**Page extract**
• • •

Re: Index pdf files with your content in lucene.

Ernesto De Santis Tue, 11 Nov 2003 20:33:04 -0800

try again zipping the files.

after i post the files in the web site.


> Could you also tell us a bit about this code?  Is it better than
> existing PDF/Word parsing solutions?  Pure Java?  Uses POI?

This code use existing parsing solution.
The intent is make a lucene Document for index pdf and word files, with
content.
Is pure java.
Use TextExtraction library.
tm-extractors-0.2.jar
Use POI and PDFBox.

Ernesto
Sorry for my bad English.

>
> Thanks,
> Otis
>
>
> --- Ernesto De Santis <[EMAIL PROTECTED]> wrote:
> > Classes for index Pdf and word files in lucene.
> > Ernesto.
> >
> > ----- Original Message -----
> > From: "Ernesto De Santis" <[EMAIL PROTECTED]>
> > To: <[EMAIL PROTECTED]>
> > Sent: Wednesday, October 29, 2003 12:04 PM
> > Subject: Re: [opencms-dev] Index pdf files with your content in
> > lucene.
> >
> >
> > Hello all,
> >
> > Thans very much Stephan for your valuable help.
> > Attached you will find the PDFDocument, and WordDocument class source
> > code
> >
> > Ernesto.

• • •

**Extracted information**

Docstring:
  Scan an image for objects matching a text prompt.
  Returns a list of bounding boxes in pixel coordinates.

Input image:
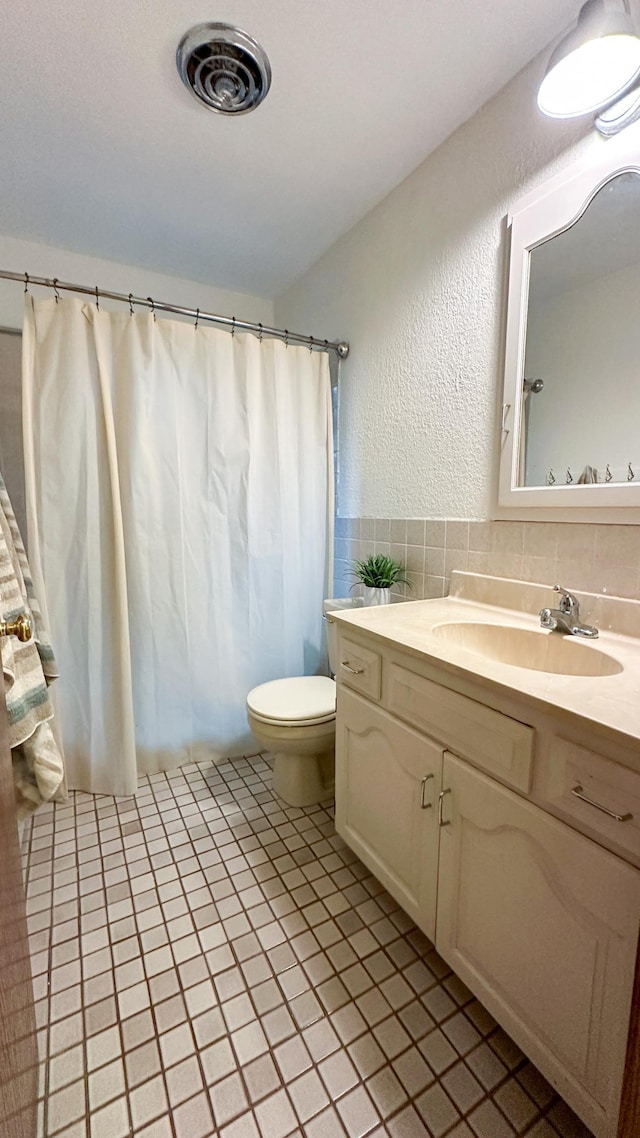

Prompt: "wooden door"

• • •

**What to do**
1. In the Lucene thread, rewrite the paragraph beginning "This code use existing parsing solution" as a short bulleted list that keeps its main facts.
2. Which jar file does Ernesto name in the Lucene thread?
3. Continue the Lucene thread from its last line.

**Responses**
1.
- Relies on existing parsing solutions rather than new ones
- Builds a Lucene Document so that PDF and Word files can be indexed with their content
- Written in pure Java
- Uses the TextExtraction library (tm-extractors-0.2.jar)
- Uses POI and PDFBox

2. tm-extractors-0.2.jar

3.
> >
> >
> > ----- Original Message -----
> > From: "Hartmann, Waehrisch & Feykes GmbH"
> > <[EMAIL PROTECTED]>
> > To: <[EMAIL PROTECTED]>
> > Sent: Tuesday, October 28, 2003 11:10 AM
> > Subject: Re: [opencms-dev] Index pdf files with your content in
> > lucene.
> >
> >
> > > Hi Ernesto,
> > >
> > > the IndexManager retrieves a list of files of a folder by calling
> > the
> > method
> > > getFilesInFolder of CmsObject. This method returns only empty
> > files, i.e.
> > > with empty content. To get the content of a pdf file you have to
> > reread
> > the
> > > file:
> > > f = cms.readFile(f.getAbsolutePath());
> > >
> > > Bye,
> > > Stephan
> > >
> > > Am Montag, 27. Oktober 2003 19:18 schrieben Sie:
> > >
> > > > > Hello
> > > >
> > > > Thanks for the previous reply.
> > > >
> > > > Now, i use
> > > > - version 1.4 of lucene searche module. (the version attached in
> > this
> > list)
> > > > - new version of registry.xml format for module. (like you write
> > me)
> > > > - the pdf files are stored with the binary type.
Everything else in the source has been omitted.